WHAT YOU HAVE TO DO.
Go through the data below and copy each line where the word "yellow" occurs.

RECORD EXTRACTS.
⟨

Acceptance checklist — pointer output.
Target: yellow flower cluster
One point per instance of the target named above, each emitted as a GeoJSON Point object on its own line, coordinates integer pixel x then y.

⟩
⟨

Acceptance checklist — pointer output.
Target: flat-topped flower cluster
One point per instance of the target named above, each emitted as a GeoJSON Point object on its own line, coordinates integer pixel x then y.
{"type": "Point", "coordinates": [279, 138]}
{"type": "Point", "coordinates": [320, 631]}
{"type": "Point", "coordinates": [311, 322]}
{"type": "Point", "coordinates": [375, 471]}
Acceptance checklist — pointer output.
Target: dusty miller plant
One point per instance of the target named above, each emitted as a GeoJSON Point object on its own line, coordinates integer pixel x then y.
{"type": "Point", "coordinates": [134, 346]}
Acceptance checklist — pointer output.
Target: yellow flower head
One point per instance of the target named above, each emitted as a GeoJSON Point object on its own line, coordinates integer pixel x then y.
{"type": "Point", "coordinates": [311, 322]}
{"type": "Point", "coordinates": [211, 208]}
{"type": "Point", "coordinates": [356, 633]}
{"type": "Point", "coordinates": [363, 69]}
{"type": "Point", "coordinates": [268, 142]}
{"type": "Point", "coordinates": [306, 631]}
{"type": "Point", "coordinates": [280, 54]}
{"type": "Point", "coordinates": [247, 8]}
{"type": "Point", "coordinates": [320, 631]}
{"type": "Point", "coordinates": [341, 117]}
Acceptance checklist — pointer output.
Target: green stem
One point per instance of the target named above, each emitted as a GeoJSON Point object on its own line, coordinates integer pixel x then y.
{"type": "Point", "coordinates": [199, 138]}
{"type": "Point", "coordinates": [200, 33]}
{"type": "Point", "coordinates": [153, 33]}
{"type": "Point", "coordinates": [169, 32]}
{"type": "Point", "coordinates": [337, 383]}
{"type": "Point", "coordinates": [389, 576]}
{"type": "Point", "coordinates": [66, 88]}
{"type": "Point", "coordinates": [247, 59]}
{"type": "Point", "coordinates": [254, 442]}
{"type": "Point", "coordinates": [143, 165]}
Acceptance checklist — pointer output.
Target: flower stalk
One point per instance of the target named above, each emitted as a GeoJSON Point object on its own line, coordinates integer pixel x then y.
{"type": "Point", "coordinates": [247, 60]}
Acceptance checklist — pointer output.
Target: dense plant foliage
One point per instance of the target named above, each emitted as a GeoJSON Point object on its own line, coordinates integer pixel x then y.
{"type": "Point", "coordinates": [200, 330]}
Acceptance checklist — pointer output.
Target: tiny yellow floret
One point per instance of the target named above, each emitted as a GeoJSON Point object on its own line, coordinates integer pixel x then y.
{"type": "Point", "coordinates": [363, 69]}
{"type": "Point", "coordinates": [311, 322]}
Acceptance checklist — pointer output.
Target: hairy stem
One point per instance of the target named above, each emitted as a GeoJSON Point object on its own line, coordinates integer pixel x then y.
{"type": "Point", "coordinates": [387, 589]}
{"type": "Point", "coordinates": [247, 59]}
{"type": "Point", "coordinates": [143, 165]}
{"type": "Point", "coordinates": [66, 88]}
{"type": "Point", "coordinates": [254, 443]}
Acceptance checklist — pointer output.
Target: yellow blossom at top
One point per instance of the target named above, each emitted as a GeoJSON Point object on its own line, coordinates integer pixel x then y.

⟩

TASK RESPONSE.
Target: yellow flower cluster
Target: yellow flower head
Target: tiny yellow floret
Target: yellow blossom at top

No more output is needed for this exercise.